Here are the records. Print them all exactly.

#### [Working data]
● ● ● ● ● ● ●

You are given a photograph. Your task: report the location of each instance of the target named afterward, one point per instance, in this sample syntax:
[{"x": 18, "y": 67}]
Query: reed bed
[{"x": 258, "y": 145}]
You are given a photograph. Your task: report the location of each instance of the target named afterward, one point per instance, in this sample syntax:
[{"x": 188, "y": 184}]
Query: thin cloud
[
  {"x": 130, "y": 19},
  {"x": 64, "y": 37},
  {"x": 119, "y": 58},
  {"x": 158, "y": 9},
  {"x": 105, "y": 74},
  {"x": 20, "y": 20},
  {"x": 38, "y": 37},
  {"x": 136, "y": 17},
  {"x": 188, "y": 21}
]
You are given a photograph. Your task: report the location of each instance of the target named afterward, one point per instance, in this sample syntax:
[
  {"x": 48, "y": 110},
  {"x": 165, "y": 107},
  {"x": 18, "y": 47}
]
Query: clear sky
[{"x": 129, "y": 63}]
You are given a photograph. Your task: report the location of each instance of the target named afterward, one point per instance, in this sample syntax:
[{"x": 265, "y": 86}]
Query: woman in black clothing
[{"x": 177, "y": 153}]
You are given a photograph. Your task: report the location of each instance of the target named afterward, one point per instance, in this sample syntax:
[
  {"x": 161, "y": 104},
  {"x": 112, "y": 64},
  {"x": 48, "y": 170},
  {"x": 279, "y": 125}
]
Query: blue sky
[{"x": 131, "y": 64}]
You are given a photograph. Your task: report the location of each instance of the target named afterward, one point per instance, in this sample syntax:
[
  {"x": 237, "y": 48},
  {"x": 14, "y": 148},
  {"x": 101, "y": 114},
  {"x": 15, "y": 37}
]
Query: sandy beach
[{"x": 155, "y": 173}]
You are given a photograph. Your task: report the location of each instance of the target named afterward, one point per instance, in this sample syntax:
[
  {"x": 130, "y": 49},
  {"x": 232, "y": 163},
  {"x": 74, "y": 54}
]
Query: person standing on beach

● ● ● ● ● ● ●

#### [Answer for this exercise]
You are given a photograph. Your task: report the location of each instance of the target named afterward, one point per instance, in this sample syntax:
[{"x": 18, "y": 67}]
Query: reed bed
[{"x": 258, "y": 145}]
You are given a photograph. Your task: report the location of each instance of the target named afterward, one point per instance, in this sample syntax:
[{"x": 188, "y": 184}]
Query: thin cloud
[
  {"x": 130, "y": 19},
  {"x": 64, "y": 37},
  {"x": 119, "y": 58},
  {"x": 158, "y": 9},
  {"x": 105, "y": 74},
  {"x": 20, "y": 20},
  {"x": 38, "y": 37},
  {"x": 136, "y": 17},
  {"x": 188, "y": 21}
]
You are given a photograph. Your task: report the location of each instance of the target named afterward, one point per instance, in this sample syntax:
[
  {"x": 48, "y": 110},
  {"x": 165, "y": 107},
  {"x": 18, "y": 47}
]
Query: clear sky
[{"x": 129, "y": 63}]
You are given a photograph. Your task: report the location of each instance of the target named afterward, one point per instance, in this sample syntax:
[{"x": 265, "y": 86}]
Query: woman in black clothing
[{"x": 177, "y": 153}]
You are given a photograph. Your task: report the location of each instance of the target named afterward, one point per instance, in this sample syntax:
[
  {"x": 161, "y": 104},
  {"x": 112, "y": 64},
  {"x": 48, "y": 170},
  {"x": 279, "y": 125}
]
Query: blue sky
[{"x": 131, "y": 64}]
You are given a photograph. Your task: report the location of each instance of the target named afterward, one point per instance, in this sample syntax:
[
  {"x": 237, "y": 48},
  {"x": 14, "y": 148},
  {"x": 101, "y": 114},
  {"x": 15, "y": 37}
]
Query: sandy beach
[{"x": 155, "y": 173}]
You are given a photograph. Your task: report the location of each instance of the target named afterward, one point per instance, in this sample syntax:
[
  {"x": 130, "y": 49},
  {"x": 232, "y": 163},
  {"x": 74, "y": 54}
]
Query: person standing on beach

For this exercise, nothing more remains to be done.